**Work instruction**
Report every line of the records beneath this task that holds the string "closet".

**Record extracts**
------------------------------------------------

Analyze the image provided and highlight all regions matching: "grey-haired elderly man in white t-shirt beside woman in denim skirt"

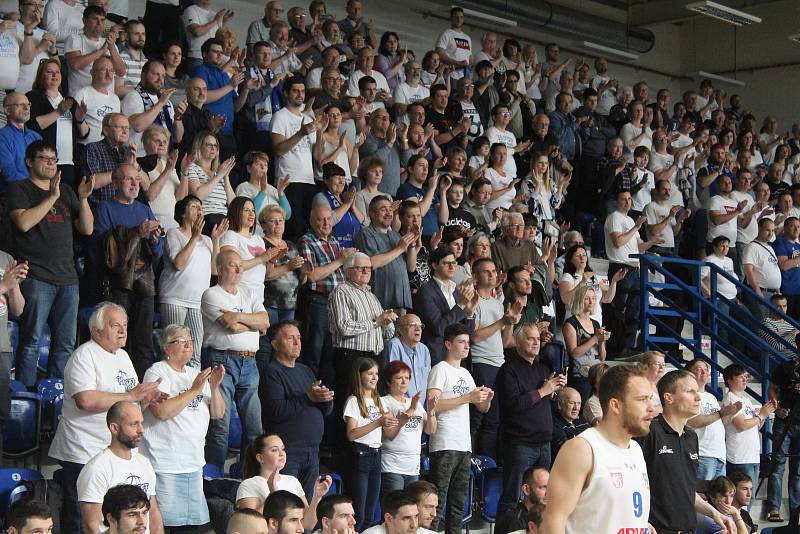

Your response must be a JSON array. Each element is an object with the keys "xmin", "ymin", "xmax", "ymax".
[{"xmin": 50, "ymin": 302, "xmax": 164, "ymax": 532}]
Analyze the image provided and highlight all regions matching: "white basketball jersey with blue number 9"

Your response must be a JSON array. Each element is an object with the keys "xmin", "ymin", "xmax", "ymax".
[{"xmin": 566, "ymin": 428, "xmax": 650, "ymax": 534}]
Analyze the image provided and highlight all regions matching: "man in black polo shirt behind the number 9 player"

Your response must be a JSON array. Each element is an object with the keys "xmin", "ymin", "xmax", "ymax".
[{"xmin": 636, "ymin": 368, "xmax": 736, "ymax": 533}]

------------------------------------------------

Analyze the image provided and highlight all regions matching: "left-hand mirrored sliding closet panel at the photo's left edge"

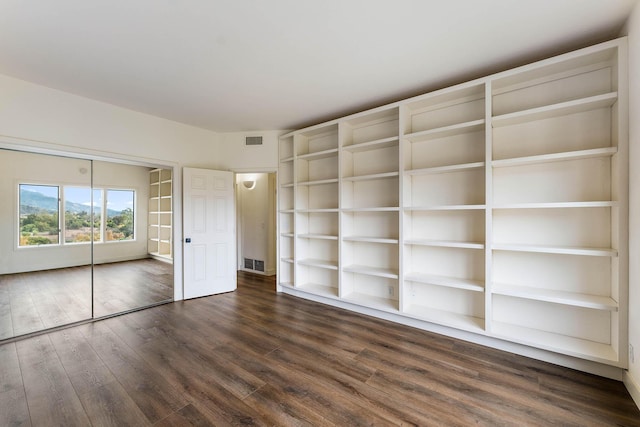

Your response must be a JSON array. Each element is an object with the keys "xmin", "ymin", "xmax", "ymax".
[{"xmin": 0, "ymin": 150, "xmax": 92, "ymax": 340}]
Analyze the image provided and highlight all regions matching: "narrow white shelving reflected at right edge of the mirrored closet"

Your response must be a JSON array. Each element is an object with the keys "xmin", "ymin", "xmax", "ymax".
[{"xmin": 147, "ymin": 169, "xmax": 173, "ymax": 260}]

------------------------------------------------

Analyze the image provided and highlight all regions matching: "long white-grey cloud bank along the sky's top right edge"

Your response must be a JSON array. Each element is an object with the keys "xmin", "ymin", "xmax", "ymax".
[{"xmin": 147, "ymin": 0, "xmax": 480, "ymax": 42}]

------------------------------------------------

**Output below**
Analyze the image provided and highlight all regions matching: "left-hand mirrored sliding closet panel at the photo's left edge"
Analyze the image provided and highlight all regions matching: "narrow white shelving reflected at right edge of the mirrored closet"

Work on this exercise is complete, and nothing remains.